● **TASK INPUTS**:
------------------------------------------------------------

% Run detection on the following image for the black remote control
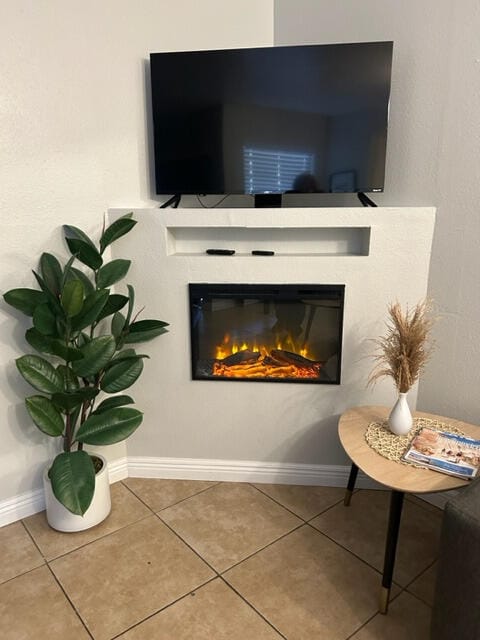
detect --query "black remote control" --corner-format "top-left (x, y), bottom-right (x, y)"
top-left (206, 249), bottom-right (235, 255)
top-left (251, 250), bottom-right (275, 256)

------------------------------------------------------------

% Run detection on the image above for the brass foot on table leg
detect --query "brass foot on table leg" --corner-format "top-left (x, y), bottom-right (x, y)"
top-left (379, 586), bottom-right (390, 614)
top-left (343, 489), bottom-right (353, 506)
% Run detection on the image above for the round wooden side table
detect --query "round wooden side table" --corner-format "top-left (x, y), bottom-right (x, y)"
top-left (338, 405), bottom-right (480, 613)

------------------------------------------------------------

● **REQUIRED WORK**: Note which lines carry the word "image" in the material, then copy each of them.

● **FINISHED TASK**:
% Run detection on the following image for the black remote control
% Run detection on the image above for the brass foot on table leg
% Run detection on the image above for the round wooden side table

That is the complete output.